= REQUISITOS DO EXERCÍCIO =
1 > No excerto sobre a fábrica dos monstros, qual dos pedidos feitos na carta ao Pai Natal deixou quem escreve com a pulga atrás da orelha?
2 > Dê continuidade ao excerto sobre a fábrica dos monstros, começando logo depois da última frase apresentada.

= EXCERTO FORNECIDO =
● ● ●

A fábrica dos Monstros

Estou em dúvida se devo contar ao meu filho, de uma vez por todas, que o Pai Natal não existe. Mas o miúdo faz sempre cartas com muitos desenhos para o senhor da barba branca. Custa-me dizer-lhe que o senhor afinal não existe. Sinto que estou a alimentar um falso mito, o que nesta época, triplica a magnitude do pecado. Mas o que é querem? Gosto de estimular esta capacidade das crianças acreditarem que existe um personagem, com o qual nunca falaram, e lhes oferece generosamente bonecos da playmobil. Já me esqueci do choro convulsivo da minha filha quando descobriu que o Pai Natal, afinal era o… Tio no Natal. Tivemos mais de uma hora a tentar explicar-lhe as virtudes da crença em figuras imaginárias,…”Mas todas as minhas amigas diziam que o Pai Natal não existia e eu quase andei à chapada para defender o senhor imaginário…para isto?!” dizia a rapariga soluçando. Tinha razão. Não se faz. Desta vez, fui um pouco mais contido na hora de contrapor quando o miúdo chegava a casa a dizer que os colegas lhe garantiam que o Pai Natal não existia. Utilizava a estratégia infalível: Nunca dizendo que sim; nunca dizendo que não. Desta vez o cachopo superou-se nas qualidades gráficas e fez uma carta que mais parecia uma serigrafia de um pintor reconhecido. Fiquei tão impressionado, que me apeteceu logo providenciar os pedidos aí expressos…De entre os 4 pedidos, sobressaía um que me deixava com a pulga atrás da orelha: Uma Fábrica de Monstros. Mas quem, no seu juízo perfeito, quer vender às criancinhas uma fábrica de monstros? Os Monstros foram criados, precisamente para afugentar as criancinhas do perigos do mundo. “Não fujas para muito longe que ainda aparece o Monstro da floresta!”, “não mergulhes nas barragens que ainda és comido pelo Monstro das profundezas!”, “não te afastes do pai que ainda és levado pelo Monstro da multidão!”. Agora, os cachopos para além de não terem medo de monstros, até os querem produzir. Eu acho que a culpa foi do Monstro das Bolachas, um monstro azul bonzinho e amaricado, amigo do Egas na Rua Sésamo. Monstro que se preze nunca come bolachas, quanto muito come criancinhas enquanto estas comem bolachas.

● ● ●

Entradas do conjunto de dados:
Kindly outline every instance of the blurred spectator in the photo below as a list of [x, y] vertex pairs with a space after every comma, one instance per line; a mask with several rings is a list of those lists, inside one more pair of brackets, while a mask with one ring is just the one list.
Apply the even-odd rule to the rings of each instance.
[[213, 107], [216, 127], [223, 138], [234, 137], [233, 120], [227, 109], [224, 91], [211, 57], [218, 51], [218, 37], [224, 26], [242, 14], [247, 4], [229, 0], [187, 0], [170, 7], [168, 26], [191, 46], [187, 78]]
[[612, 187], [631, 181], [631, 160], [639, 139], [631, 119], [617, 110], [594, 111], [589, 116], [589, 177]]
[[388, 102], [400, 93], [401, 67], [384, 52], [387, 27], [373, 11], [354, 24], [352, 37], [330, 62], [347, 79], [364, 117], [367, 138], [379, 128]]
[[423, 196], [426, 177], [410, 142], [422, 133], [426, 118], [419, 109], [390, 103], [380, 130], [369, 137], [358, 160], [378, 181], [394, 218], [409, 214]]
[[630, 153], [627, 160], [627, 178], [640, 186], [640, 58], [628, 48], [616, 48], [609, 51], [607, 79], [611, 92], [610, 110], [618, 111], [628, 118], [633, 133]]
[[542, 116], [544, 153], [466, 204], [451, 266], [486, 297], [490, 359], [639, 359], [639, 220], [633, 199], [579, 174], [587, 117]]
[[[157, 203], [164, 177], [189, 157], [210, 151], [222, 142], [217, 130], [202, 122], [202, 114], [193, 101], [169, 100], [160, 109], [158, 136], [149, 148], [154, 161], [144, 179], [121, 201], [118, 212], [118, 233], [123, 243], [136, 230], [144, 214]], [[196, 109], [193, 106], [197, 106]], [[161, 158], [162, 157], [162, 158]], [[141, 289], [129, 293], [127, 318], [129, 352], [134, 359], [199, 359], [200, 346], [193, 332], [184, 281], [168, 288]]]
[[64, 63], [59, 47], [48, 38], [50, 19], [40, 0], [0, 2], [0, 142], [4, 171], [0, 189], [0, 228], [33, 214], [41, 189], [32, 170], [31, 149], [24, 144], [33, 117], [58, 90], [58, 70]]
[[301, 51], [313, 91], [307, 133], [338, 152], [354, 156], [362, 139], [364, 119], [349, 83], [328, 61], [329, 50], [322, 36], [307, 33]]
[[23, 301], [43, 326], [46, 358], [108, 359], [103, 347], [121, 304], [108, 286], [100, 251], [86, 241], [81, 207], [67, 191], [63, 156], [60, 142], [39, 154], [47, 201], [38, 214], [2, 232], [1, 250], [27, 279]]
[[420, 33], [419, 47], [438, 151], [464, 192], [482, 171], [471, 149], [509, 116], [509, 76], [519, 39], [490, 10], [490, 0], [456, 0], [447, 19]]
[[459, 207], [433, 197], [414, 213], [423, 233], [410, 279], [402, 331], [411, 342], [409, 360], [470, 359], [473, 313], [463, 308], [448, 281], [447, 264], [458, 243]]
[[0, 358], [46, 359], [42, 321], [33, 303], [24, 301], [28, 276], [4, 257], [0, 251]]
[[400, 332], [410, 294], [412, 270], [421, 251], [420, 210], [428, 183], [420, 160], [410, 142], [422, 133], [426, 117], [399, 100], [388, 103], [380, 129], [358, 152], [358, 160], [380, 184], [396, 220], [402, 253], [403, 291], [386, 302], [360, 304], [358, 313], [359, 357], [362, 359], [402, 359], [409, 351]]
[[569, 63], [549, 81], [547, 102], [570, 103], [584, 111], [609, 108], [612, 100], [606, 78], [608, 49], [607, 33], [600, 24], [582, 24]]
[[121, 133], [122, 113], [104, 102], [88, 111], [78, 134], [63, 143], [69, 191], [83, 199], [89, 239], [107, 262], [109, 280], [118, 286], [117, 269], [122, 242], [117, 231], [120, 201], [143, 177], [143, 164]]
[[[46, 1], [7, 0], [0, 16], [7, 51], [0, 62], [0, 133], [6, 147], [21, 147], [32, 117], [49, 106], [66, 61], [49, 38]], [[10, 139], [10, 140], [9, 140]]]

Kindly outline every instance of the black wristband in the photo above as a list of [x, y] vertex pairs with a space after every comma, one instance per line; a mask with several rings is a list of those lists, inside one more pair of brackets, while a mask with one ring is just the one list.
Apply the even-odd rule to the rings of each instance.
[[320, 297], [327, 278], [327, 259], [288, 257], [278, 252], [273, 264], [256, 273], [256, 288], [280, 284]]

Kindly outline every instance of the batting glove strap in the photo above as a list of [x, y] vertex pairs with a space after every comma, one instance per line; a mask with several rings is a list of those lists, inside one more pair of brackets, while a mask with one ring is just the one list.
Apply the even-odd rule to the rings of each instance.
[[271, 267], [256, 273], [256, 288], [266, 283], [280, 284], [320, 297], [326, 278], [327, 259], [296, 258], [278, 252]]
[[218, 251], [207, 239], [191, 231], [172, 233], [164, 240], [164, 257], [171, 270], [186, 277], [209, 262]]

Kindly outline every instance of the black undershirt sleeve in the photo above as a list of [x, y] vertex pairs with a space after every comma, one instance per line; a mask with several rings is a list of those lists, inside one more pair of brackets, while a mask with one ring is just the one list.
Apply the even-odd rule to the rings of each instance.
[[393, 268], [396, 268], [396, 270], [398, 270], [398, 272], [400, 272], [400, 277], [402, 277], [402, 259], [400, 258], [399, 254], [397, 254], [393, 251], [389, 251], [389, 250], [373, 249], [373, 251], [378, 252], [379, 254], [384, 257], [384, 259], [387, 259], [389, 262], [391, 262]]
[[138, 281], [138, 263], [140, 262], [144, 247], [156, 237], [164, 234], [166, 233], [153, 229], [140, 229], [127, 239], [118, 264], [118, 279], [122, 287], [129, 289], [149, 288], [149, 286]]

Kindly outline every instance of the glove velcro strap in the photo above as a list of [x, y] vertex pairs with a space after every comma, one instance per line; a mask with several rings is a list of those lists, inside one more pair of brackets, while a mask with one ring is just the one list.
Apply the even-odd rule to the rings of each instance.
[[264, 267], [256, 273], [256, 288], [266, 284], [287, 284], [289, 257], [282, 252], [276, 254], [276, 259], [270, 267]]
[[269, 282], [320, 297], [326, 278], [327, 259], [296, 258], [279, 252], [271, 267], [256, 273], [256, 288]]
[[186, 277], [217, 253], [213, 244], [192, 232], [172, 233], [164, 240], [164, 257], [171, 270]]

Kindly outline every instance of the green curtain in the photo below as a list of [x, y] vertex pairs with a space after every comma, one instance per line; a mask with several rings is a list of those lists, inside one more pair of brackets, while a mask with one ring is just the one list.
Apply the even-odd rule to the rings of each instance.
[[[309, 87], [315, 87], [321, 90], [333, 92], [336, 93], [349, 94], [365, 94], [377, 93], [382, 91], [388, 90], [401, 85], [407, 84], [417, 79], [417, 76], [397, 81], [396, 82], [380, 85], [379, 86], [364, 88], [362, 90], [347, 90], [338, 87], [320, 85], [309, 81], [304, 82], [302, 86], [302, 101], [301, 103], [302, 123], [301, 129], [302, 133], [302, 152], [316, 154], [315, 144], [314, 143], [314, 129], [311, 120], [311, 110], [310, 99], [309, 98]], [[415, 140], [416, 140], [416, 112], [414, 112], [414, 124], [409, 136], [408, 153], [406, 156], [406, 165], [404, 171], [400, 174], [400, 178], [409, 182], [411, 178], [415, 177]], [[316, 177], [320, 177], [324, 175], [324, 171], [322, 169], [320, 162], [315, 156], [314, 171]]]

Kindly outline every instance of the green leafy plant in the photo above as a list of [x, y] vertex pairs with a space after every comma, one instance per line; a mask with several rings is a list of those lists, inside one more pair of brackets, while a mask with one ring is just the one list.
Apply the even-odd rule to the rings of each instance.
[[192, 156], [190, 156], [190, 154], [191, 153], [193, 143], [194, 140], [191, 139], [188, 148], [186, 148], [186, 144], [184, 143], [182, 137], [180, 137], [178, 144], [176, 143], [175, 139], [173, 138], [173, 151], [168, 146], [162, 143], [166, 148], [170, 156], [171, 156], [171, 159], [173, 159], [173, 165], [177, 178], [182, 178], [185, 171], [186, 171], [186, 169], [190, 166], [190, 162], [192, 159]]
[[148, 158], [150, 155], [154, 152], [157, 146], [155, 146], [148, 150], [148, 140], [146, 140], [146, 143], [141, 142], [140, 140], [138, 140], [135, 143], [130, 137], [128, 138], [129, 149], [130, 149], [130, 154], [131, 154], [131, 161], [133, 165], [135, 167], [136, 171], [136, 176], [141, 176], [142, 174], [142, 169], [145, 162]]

● ● ●

= RESULTADOS POR TAREFA =
1 > Uma Fábrica de Monstros.

2 >
Felizmente, nunca cheguei a perceber o que era a fábrica de monstros…até ontem, na noite de Natal. O miúdo abriu o presente e lá vinha a fantasmagórica fábrica. Não fui eu o responsável! Quando muito o Pai Natal, ou a Tia, que faz sempre de Mãe Natal, resolvendo os desafios mais difíceis colocados pelos desenhos das crianças. E aquela unidade industrial era mesmo sofisticada: os monstros vinham embrionados em cápsulas, para serem injectados para dentro de umas formas que lhes davam o aspecto terrífico e gelatinoso. O objectivo depois de se fabricarem os monstros? Mandar os monstros à parede e rebentá-los com os pés. Um verdadeiro momento de fraternidade natalícia: Nascimento de Jesus, paz, amor e monstros desfeitos à pisadela nas alcatifas e tijoleiras da casa. O criador desta pedagógica brincadeira foi, decerto, traumatizado pelo monstro da floresta e nunca viu a Rua Sésamo. Decidiu vingar-se de forma gelatinosa dos monstros na noite de Natal. Aproveitou e vingou-se também nos pais. Inverteu a dinâmica da história. Agora seriam os pais aterrorizados pela chegada do Monstro das Alcatifas. “Oh pai, olha que se não te portas bem, esmago aqui o Monstro verde em cima do sofá novo do escritório!” … “O monstro verde, nããão!...” .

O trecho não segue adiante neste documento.